__Data shown__
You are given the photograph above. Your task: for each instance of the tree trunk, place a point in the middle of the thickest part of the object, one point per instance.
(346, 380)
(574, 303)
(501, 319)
==
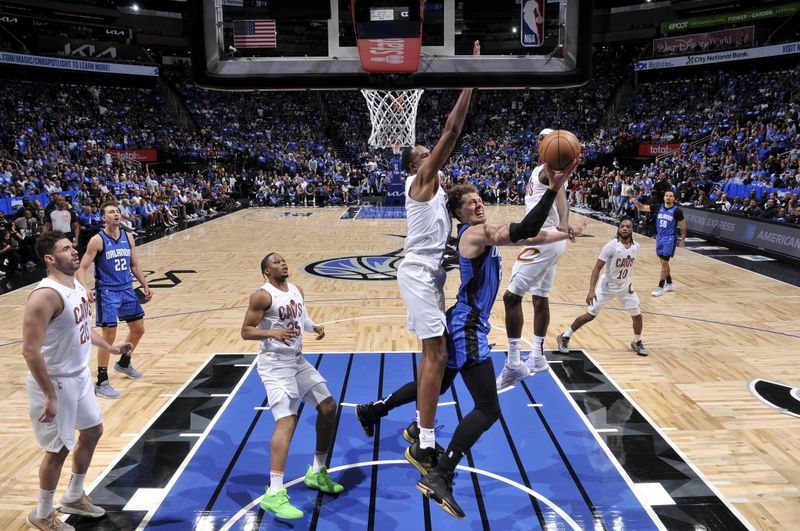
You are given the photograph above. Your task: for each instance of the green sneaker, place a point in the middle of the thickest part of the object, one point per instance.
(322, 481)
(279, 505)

__Directions__
Count the lines in the records above that contain the word "instance". Reply with the number alone.

__Exercise response__
2